● Instructions for the task: Copy out all of the material exactly as presented.

○ ○ ○ ○ ○ ○ ○

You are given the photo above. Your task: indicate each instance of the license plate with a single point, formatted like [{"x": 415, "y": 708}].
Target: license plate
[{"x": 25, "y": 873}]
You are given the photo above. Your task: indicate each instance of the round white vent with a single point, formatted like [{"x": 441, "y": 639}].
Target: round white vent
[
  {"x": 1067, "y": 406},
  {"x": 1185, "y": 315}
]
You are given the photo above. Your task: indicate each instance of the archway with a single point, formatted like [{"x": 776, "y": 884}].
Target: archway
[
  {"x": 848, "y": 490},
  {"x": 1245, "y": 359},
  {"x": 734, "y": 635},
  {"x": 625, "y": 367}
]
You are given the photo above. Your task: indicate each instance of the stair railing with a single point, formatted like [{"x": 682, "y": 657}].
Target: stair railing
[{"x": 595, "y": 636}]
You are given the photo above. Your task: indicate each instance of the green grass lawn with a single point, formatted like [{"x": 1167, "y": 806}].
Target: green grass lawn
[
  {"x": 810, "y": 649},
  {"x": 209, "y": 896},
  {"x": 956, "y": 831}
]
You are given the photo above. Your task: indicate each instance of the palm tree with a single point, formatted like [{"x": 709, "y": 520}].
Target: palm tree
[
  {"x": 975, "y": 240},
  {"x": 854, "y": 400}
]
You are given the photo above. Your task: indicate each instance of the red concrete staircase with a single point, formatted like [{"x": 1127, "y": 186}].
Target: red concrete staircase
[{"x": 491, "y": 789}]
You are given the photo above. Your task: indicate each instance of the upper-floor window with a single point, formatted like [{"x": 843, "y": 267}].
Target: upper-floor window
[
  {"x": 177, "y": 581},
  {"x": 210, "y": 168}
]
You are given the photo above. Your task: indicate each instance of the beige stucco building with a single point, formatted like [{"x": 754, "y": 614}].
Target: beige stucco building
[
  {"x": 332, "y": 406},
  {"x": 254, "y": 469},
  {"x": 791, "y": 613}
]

○ ○ ○ ○ ○ ○ ○

● Output below:
You are given the photo above. Your task: indicate each instance of the license plate with a single point, formatted like [{"x": 415, "y": 708}].
Target: license plate
[{"x": 25, "y": 873}]
You are given the photo above. Your task: indicate each instance of the round white vent with a single point, formatted like [{"x": 441, "y": 639}].
Target: round white vent
[
  {"x": 1067, "y": 406},
  {"x": 1185, "y": 315}
]
You are given the photo above. Your task: indicate each instance of the archway with a single point, formatted like [{"x": 776, "y": 884}].
Target: archway
[
  {"x": 848, "y": 490},
  {"x": 1245, "y": 359},
  {"x": 734, "y": 635},
  {"x": 625, "y": 367}
]
You are given the photo above. Your task: indicate each instance of the stair railing with a single point, formatted like [{"x": 682, "y": 657}].
Target: stair railing
[{"x": 595, "y": 636}]
You are given the photo above. Your task: indicate each instance of the green grass lawn with a single point, formatted like [{"x": 1167, "y": 806}].
Target: green grass lawn
[
  {"x": 810, "y": 649},
  {"x": 209, "y": 896},
  {"x": 956, "y": 831}
]
You are given the photo above. Your task: indicate each instance of the palm tree with a single point, formatted like [{"x": 709, "y": 520}].
Target: palm tree
[
  {"x": 975, "y": 240},
  {"x": 854, "y": 400}
]
You are given the photo above. Your task: indicate each instance of the red concrete staircase with a single point, formatted like [{"x": 1127, "y": 186}].
Target: red concrete staircase
[{"x": 491, "y": 789}]
You are given the photo above. Your task: indicate each instance of the upper-floor window with a single point, formatted like [{"x": 843, "y": 267}].
Target: upper-floor window
[
  {"x": 177, "y": 581},
  {"x": 210, "y": 168}
]
You are given the photo above. Your task: indicate each instance of the beige stucco building with a single point, formatted like [{"x": 754, "y": 614}].
Target: beige stucco building
[
  {"x": 332, "y": 406},
  {"x": 254, "y": 469},
  {"x": 791, "y": 613}
]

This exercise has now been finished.